--- start of DATASET EXCERPTS ---

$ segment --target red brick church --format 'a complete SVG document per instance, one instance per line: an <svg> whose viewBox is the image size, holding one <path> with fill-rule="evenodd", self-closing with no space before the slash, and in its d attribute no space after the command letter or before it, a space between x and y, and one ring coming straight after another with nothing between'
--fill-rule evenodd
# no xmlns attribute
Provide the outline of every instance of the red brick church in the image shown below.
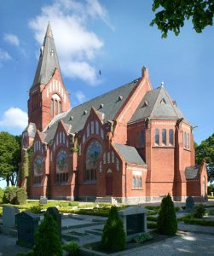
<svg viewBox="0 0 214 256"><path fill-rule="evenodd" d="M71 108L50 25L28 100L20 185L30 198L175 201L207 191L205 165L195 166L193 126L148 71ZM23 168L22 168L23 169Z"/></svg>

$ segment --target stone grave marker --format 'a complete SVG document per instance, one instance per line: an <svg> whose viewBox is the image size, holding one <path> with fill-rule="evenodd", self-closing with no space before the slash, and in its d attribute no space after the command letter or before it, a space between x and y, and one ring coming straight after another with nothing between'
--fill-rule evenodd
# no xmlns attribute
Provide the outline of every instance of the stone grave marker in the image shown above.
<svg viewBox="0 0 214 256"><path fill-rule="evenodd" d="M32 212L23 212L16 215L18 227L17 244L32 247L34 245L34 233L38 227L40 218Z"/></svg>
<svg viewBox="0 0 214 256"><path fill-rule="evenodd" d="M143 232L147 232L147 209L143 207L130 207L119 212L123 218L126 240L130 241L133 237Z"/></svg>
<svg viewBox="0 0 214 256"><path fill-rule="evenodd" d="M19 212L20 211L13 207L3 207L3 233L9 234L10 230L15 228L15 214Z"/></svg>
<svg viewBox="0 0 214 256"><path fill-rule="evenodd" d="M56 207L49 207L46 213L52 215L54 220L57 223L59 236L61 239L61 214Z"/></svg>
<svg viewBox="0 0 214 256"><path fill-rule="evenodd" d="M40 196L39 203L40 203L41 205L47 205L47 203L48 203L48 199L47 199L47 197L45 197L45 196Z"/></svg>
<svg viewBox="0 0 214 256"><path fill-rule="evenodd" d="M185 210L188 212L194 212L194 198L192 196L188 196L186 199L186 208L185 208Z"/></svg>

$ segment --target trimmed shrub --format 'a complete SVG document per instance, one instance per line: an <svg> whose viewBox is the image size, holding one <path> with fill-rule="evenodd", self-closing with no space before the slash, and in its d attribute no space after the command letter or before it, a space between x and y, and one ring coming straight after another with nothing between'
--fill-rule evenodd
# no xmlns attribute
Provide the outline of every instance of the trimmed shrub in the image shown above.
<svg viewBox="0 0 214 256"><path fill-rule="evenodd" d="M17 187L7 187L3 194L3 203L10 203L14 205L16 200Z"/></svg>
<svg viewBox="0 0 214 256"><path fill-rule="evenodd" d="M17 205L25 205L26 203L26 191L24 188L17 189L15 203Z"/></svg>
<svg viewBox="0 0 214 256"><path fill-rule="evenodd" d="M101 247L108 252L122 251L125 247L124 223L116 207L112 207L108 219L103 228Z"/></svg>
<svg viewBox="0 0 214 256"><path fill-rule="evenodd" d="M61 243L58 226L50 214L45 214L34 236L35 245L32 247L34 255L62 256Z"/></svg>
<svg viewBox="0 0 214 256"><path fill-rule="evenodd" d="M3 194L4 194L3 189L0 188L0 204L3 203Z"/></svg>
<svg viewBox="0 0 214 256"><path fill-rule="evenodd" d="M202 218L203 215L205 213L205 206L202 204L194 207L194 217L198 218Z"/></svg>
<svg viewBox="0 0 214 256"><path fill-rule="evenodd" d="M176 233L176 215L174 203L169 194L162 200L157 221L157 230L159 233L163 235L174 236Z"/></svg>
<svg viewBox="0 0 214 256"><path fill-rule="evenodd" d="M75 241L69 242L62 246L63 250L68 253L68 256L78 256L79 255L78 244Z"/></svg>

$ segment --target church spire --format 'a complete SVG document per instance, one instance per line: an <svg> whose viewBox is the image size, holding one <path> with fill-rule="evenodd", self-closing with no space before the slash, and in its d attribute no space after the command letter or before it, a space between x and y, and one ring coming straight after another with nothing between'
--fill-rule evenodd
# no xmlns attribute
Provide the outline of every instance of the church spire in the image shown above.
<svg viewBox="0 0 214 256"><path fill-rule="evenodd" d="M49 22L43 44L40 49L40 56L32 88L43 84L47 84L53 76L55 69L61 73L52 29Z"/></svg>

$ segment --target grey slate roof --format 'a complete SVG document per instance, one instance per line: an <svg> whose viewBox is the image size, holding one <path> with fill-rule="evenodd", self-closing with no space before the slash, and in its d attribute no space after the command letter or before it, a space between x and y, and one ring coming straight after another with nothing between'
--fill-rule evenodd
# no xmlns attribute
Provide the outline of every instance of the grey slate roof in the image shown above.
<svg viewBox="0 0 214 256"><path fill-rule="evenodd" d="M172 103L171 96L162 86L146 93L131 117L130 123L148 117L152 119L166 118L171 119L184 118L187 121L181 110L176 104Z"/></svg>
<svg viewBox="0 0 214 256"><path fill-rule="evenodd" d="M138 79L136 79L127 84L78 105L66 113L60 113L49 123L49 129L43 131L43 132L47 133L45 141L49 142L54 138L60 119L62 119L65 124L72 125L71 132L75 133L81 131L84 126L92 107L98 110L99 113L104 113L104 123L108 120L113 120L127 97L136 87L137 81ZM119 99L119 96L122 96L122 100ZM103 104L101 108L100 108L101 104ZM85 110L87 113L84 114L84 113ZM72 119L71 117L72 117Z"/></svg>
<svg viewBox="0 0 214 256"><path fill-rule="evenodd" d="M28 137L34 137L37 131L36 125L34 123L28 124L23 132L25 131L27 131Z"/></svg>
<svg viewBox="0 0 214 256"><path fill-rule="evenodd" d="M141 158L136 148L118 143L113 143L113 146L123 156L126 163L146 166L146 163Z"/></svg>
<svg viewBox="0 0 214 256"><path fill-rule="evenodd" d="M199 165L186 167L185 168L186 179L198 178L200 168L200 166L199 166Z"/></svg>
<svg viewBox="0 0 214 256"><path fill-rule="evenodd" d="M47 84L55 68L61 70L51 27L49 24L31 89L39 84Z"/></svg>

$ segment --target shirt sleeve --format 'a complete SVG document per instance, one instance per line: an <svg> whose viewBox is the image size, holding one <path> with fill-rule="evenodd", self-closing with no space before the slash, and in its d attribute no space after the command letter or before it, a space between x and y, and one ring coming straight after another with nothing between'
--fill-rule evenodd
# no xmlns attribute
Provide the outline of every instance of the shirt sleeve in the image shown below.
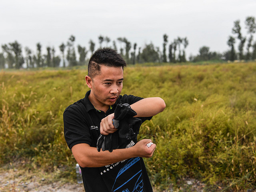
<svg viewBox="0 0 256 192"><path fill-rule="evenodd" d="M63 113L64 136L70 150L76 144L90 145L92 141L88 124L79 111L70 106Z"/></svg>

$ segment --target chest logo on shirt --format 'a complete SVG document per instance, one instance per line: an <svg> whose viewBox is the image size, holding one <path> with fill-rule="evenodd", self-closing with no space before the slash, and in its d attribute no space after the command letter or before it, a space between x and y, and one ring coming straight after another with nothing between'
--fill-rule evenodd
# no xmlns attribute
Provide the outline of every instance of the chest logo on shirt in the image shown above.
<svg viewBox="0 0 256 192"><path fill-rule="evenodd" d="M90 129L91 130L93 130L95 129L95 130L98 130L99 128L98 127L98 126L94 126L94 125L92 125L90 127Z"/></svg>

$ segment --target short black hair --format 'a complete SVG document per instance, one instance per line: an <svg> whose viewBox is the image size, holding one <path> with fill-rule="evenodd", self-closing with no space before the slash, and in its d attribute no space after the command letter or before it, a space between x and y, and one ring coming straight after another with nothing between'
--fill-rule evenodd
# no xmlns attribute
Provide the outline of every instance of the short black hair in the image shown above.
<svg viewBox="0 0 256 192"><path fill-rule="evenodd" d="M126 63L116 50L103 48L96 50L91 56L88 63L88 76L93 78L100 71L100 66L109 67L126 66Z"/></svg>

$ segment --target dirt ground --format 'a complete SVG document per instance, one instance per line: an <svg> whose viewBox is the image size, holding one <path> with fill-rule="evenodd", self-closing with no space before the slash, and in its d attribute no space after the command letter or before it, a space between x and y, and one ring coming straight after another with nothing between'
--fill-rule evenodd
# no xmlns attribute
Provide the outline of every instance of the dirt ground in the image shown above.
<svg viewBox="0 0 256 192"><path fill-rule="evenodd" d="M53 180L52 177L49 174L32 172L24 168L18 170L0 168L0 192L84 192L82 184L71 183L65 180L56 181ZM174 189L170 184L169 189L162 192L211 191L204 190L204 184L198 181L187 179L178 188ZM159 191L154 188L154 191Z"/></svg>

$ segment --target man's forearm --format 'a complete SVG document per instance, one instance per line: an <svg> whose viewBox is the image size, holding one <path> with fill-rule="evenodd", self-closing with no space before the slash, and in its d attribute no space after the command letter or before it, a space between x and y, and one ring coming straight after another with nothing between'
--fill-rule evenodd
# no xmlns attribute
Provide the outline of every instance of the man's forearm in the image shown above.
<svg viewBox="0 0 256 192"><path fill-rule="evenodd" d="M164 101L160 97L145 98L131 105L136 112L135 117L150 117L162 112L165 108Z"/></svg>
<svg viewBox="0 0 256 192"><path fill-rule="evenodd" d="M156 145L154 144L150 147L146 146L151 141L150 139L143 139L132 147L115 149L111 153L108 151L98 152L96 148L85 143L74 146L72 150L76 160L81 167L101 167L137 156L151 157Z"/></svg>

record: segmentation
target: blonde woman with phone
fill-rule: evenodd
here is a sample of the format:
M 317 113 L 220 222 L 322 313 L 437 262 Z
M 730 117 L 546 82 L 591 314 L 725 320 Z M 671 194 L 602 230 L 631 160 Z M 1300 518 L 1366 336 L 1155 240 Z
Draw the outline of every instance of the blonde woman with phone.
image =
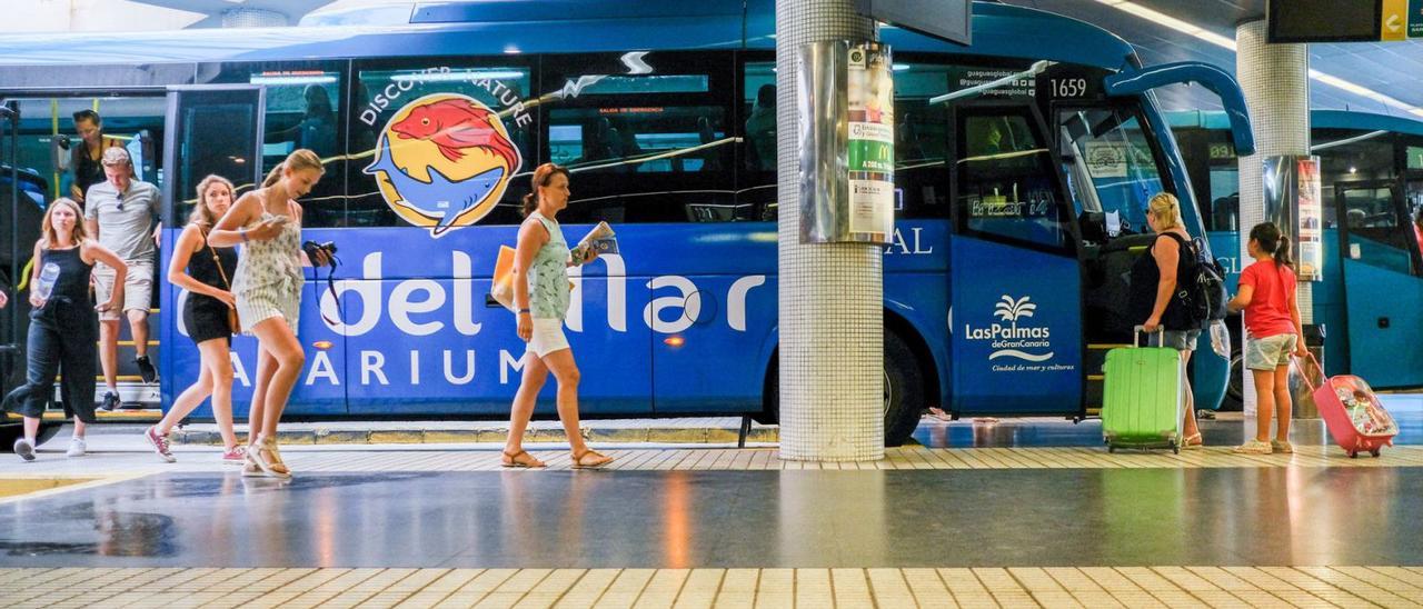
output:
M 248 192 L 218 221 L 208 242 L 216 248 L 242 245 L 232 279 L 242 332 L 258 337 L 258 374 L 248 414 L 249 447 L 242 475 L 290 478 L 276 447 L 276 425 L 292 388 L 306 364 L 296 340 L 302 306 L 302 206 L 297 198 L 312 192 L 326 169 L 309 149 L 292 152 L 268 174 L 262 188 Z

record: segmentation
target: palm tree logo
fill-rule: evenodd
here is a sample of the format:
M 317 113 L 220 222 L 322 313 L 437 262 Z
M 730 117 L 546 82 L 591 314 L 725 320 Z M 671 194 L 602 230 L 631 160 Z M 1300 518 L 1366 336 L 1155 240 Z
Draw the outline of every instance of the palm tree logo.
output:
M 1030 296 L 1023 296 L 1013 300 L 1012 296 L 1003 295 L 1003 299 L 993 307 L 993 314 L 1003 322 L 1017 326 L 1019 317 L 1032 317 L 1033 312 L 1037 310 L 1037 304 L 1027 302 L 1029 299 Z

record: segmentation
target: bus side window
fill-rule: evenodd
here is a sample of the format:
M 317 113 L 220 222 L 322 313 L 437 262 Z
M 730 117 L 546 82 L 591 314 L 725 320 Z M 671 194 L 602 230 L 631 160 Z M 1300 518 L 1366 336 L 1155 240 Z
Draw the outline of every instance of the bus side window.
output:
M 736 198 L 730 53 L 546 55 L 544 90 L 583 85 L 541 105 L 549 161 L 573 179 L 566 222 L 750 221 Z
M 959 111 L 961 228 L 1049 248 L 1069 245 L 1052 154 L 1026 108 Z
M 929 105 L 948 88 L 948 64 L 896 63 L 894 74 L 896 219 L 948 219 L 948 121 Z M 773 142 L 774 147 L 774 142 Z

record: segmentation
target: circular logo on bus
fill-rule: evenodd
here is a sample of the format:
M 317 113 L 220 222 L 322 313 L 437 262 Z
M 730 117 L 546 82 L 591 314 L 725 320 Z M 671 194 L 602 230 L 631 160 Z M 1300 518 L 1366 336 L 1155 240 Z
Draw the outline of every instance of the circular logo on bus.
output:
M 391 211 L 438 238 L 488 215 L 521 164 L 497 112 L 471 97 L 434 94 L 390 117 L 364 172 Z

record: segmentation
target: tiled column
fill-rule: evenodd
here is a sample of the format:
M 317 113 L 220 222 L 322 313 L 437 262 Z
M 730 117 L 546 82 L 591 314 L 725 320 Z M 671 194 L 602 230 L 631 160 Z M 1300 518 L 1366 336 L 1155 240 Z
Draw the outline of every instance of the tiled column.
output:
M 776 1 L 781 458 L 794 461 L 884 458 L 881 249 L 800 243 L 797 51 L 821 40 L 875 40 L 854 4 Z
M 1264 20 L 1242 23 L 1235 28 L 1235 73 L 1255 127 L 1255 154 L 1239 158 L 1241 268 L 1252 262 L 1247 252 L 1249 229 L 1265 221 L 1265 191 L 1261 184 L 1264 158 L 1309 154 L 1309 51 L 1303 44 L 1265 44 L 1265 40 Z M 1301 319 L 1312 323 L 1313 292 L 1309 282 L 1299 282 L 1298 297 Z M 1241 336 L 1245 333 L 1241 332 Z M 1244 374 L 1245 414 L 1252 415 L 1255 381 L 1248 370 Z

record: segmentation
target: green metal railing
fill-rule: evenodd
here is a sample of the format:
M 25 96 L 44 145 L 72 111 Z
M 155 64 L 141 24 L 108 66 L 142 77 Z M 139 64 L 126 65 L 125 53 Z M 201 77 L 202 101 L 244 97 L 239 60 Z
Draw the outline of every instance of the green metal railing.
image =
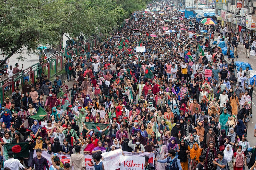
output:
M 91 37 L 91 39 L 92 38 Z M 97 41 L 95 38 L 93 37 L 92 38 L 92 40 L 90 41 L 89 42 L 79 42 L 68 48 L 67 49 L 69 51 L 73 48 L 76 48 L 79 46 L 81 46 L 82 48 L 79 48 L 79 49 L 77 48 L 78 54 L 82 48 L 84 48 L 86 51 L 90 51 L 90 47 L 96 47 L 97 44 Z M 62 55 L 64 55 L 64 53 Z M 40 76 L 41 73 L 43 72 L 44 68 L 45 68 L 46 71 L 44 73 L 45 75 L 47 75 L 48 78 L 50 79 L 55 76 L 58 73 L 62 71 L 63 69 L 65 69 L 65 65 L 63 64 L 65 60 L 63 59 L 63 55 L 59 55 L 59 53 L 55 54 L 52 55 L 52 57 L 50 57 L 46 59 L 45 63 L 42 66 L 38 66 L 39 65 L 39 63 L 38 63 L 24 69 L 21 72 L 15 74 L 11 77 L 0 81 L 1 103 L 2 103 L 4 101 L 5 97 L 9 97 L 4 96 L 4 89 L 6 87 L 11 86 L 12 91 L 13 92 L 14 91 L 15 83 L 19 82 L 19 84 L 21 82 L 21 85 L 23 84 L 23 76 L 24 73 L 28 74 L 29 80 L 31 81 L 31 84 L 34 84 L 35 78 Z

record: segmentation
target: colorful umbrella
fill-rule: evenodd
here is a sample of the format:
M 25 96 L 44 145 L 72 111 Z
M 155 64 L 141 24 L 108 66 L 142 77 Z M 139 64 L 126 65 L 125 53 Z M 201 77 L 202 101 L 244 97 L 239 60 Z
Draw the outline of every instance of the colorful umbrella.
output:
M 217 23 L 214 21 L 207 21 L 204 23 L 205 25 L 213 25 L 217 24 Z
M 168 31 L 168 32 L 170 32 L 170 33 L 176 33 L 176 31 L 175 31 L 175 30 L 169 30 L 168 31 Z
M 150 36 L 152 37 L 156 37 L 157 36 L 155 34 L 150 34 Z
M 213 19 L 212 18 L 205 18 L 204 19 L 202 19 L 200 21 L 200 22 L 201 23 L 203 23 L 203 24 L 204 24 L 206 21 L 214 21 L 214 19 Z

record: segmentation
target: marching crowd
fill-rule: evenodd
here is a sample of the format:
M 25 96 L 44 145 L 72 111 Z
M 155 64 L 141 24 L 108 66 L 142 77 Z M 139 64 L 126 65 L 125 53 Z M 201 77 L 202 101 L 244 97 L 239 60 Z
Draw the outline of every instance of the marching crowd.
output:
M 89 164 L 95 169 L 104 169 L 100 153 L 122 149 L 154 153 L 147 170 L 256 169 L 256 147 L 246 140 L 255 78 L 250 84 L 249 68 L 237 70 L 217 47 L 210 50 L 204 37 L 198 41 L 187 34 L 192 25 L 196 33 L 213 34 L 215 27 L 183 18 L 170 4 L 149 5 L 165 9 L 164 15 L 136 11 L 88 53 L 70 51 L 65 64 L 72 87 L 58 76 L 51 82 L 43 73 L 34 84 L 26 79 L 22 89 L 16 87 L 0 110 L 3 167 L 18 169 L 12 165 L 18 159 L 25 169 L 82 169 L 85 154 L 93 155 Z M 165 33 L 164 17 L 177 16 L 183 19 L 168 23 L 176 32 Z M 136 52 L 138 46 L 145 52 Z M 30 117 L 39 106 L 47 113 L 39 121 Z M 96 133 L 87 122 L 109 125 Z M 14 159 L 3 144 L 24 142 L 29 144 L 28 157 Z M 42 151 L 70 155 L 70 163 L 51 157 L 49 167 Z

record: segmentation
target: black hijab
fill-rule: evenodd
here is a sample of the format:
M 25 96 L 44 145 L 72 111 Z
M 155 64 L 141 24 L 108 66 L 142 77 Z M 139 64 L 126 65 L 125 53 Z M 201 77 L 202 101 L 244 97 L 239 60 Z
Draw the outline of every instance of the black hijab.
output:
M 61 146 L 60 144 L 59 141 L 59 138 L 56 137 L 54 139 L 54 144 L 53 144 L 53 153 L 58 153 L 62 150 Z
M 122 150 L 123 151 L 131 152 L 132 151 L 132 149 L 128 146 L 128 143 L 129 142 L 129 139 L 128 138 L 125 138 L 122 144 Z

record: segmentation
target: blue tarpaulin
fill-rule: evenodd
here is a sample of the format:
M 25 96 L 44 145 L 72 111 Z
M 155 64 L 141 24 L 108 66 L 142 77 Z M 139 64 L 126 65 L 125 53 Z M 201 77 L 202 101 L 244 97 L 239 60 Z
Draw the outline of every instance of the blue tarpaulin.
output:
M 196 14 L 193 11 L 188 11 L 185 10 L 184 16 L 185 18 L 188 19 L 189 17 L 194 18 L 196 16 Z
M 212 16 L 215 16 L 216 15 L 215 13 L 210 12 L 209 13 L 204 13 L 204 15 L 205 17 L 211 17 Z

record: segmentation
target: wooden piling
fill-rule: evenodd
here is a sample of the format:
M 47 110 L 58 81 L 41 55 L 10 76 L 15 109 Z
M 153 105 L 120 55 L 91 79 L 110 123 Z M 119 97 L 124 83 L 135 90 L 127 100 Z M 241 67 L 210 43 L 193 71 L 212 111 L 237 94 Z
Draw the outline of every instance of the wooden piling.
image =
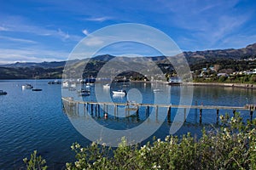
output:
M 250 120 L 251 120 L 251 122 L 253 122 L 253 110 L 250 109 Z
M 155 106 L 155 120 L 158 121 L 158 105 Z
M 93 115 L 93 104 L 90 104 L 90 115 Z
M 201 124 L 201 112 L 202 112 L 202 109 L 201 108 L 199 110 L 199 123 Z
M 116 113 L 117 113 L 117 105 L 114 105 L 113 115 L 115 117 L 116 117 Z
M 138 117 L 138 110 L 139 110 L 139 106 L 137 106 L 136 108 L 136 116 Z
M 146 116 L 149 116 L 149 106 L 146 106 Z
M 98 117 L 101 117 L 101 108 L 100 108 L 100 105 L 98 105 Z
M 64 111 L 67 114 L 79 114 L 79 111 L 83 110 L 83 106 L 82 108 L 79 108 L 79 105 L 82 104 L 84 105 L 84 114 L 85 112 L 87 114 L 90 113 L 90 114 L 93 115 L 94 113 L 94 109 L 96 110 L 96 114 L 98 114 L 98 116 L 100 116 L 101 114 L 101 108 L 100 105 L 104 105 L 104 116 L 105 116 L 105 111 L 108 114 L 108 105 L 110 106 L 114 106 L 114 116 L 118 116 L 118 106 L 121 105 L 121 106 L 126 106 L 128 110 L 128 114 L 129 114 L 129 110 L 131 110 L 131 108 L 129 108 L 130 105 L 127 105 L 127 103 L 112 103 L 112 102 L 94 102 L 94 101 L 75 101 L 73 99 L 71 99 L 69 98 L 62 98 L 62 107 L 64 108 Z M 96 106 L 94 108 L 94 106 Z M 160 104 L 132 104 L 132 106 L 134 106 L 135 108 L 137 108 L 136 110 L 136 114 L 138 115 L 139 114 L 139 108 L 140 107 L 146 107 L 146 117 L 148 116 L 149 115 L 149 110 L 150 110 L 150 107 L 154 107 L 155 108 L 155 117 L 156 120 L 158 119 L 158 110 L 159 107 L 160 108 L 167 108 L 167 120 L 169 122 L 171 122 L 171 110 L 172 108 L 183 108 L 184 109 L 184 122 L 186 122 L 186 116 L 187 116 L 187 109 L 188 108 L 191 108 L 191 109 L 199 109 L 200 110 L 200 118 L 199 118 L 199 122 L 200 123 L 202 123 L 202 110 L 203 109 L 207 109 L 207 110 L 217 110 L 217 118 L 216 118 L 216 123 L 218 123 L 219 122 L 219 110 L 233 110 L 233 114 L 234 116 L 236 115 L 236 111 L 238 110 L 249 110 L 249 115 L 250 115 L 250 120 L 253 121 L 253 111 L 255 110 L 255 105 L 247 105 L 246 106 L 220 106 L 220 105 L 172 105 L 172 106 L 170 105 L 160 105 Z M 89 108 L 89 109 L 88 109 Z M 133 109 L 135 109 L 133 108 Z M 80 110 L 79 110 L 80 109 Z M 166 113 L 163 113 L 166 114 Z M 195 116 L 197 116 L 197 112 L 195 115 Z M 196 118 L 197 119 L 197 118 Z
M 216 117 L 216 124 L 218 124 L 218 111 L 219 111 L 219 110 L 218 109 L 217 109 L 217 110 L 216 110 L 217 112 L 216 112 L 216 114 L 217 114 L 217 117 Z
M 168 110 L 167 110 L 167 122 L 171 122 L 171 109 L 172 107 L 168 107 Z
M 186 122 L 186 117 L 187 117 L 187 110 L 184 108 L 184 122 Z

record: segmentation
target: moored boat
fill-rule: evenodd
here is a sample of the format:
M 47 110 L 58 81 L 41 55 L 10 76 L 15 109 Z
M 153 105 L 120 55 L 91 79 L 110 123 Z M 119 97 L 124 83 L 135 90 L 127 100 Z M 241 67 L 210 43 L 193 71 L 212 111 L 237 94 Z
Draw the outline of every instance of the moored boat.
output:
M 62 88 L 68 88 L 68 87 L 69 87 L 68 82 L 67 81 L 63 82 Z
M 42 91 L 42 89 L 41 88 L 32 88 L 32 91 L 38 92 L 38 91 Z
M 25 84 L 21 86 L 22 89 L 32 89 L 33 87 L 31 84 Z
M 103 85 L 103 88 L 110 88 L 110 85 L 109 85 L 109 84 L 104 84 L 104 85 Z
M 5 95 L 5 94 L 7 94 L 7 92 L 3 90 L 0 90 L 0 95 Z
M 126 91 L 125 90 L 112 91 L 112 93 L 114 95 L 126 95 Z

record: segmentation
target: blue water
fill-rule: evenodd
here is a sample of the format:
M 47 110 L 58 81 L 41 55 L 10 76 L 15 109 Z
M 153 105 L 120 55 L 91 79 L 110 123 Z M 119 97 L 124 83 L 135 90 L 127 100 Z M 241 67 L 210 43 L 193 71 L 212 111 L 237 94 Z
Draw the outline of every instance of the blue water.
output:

--- end of DATASET EXCERPTS ---

• [WHAT YOU NEED TO DO] Locate every line in the data that holds the word "grave", and copy each of those lines.

• [ANSWER FOR THE TASK]
$ segment --target stone grave marker --format 'a complete SVG document per instance, one instance per line: an <svg> whose viewBox is the image size, holding one <path> with fill-rule="evenodd", self-closing with no space before the slash, and in its d attribute no space after the command letter or before it, a space between x and y, and one ring coming straight after another with nothing between'
Provide the outline of every instance of the stone grave marker in the image shown above.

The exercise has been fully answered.